PROBLEM DETAILS →
Count the lines in the records that contain the string "kurta", matching case exactly, and give only that number.

——————————

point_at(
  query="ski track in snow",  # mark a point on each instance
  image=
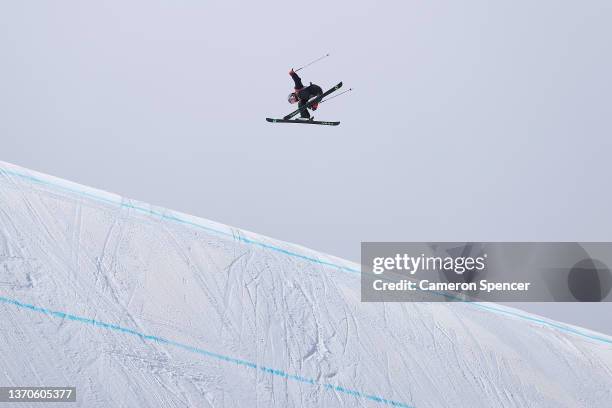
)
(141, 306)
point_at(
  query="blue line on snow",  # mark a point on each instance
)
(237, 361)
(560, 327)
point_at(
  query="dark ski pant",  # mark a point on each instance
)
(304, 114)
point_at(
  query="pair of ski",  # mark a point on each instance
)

——————————

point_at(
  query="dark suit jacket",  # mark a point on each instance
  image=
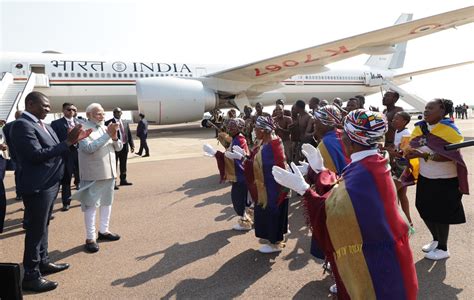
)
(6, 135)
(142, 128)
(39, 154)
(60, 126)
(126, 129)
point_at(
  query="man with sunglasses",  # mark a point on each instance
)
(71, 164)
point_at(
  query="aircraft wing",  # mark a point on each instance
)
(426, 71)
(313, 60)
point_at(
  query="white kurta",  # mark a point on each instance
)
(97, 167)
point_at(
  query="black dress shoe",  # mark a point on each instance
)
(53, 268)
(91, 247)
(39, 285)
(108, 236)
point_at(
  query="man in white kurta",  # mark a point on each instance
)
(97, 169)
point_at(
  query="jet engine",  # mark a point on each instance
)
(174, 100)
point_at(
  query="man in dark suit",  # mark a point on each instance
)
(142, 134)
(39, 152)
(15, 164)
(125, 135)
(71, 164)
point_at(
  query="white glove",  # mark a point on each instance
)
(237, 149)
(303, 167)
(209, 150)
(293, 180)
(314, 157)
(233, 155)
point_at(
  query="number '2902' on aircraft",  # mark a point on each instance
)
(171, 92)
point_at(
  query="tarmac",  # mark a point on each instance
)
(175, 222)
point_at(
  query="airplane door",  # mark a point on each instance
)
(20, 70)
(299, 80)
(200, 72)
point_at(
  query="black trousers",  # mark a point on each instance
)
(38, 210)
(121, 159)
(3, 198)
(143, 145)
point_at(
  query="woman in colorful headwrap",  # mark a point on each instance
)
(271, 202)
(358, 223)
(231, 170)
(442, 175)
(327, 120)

——————————

IN RESPONSE →
2